Given problem: Write out the items below word for word, starting at the line that contains "the white column" and ending with the final line of the items.

== Data lines ==

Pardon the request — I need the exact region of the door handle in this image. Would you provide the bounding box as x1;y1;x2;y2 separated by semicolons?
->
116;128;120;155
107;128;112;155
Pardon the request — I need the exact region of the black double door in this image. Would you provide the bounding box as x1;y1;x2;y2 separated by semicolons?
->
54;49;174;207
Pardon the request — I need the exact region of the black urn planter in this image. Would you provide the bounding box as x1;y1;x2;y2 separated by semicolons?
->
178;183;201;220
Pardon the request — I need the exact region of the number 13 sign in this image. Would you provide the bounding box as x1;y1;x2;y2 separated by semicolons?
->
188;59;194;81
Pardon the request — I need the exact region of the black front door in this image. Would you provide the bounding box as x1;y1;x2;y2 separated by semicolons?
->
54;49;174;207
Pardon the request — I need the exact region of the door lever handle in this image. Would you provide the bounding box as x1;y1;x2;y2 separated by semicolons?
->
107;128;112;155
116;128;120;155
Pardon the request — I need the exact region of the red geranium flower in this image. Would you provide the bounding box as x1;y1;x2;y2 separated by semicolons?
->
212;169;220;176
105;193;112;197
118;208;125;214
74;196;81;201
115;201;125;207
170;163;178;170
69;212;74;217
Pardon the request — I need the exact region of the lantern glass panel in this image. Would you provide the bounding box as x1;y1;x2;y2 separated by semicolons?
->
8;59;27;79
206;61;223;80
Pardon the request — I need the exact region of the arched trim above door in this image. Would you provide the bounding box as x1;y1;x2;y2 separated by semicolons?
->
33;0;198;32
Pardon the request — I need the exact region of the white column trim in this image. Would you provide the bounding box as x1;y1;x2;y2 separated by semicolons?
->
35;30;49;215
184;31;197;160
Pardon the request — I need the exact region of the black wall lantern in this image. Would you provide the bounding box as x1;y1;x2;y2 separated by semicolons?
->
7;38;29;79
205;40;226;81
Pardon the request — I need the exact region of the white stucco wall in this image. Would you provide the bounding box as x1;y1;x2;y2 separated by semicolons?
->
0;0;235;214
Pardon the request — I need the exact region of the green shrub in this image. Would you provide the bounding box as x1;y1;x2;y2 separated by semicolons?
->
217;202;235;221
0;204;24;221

===

The solution:
Pardon the request — I need the exact region of the white column trim in this image. Would you provide the bounding box as x1;y1;x2;y2 separated by semicolons?
->
35;30;49;215
184;31;197;160
Pardon the request — I need the exact region of the black wall lantern in this image. Would you provide the bounding box as x1;y1;x2;y2 separated by semicolons?
->
7;38;29;79
205;40;226;81
Pardon the request — I need the exact region of the white stucco wall in this image. Would you provide the bounding box as x1;y1;x2;y2 separated by semicolons?
->
0;0;235;214
Pardon the request — I need the exact region of the green shrub in this image. Would you provide the bounding box as x1;y1;x2;y2 separated by semicolons?
->
217;202;235;221
0;204;24;221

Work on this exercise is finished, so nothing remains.